Provided information ::
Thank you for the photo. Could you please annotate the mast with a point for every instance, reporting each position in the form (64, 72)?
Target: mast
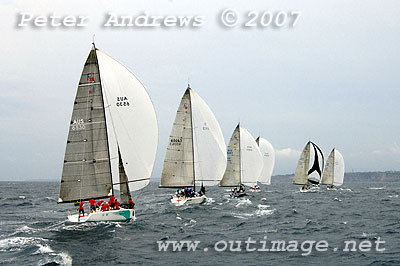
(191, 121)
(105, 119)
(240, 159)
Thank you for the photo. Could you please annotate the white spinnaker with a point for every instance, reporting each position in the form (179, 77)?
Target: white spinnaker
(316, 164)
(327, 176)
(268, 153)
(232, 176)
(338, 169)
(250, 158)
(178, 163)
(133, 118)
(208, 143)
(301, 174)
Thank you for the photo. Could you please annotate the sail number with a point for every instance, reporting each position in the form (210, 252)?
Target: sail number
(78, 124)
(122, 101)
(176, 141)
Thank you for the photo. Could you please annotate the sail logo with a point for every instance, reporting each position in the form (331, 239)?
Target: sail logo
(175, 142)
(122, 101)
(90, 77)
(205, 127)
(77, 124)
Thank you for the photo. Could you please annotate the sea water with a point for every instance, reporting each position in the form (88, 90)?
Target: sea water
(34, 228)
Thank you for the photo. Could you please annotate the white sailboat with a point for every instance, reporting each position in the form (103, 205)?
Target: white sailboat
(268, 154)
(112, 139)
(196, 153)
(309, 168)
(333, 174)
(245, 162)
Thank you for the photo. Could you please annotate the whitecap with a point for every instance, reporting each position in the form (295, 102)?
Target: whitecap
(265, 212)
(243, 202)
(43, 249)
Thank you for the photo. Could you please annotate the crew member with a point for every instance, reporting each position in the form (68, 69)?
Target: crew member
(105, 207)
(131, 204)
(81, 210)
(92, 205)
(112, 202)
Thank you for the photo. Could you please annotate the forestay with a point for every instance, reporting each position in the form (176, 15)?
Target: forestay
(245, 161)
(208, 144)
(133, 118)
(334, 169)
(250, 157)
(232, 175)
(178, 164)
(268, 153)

...

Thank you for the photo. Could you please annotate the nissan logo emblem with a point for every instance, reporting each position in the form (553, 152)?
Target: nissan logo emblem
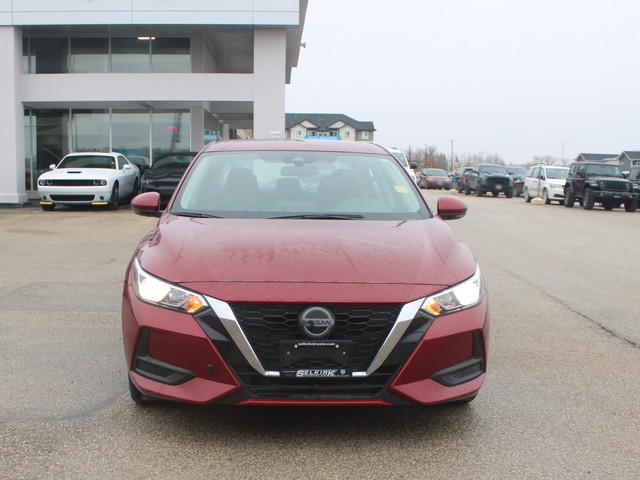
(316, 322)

...

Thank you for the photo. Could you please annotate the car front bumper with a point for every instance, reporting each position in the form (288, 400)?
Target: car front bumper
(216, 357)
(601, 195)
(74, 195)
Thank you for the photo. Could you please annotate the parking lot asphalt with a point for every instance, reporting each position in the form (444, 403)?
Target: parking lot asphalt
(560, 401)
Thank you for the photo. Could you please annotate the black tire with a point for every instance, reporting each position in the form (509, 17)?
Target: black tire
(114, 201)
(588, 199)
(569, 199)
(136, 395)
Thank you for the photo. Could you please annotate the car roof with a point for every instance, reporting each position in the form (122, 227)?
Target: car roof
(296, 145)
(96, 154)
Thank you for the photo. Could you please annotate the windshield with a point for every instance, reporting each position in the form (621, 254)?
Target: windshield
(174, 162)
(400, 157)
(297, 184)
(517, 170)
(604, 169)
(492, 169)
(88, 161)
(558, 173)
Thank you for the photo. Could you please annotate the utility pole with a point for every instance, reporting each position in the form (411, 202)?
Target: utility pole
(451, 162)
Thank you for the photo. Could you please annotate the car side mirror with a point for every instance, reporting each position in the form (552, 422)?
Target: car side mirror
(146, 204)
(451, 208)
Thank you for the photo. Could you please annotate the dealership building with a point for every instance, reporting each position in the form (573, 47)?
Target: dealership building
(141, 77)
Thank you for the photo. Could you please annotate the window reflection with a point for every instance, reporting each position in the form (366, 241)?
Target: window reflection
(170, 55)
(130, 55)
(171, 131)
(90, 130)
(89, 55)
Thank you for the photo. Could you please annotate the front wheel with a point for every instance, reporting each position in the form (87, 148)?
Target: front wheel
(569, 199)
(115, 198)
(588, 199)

Exercise details ::
Gather every line of the records above that contains the word "mirror", treating case as significant.

The reply ::
Thank you for the photo. Could you please annotate the car side mirror with a point for every instance, reporting each position in the form (552, 422)?
Target: car side mirror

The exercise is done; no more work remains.